Your instructions :: Copy all lines containing the string "roof" from the records below.

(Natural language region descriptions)
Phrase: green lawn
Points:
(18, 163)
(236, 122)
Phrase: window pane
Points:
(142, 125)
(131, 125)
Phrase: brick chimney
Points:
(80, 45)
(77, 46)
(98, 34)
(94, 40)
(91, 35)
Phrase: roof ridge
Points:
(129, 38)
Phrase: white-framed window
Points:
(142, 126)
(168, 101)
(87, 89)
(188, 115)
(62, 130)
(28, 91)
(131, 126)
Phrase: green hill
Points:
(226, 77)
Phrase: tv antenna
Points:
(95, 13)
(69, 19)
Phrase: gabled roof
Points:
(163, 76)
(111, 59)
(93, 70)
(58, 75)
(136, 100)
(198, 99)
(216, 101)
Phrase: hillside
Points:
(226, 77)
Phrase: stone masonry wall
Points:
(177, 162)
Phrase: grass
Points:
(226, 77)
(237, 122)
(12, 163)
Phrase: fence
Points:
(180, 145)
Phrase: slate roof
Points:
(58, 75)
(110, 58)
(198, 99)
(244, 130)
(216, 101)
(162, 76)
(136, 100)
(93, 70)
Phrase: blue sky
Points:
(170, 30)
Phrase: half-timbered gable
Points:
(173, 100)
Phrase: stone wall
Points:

Solution to the problem ::
Phrase: roof ridge
Phrase: gabled roof
Phrase: slate roof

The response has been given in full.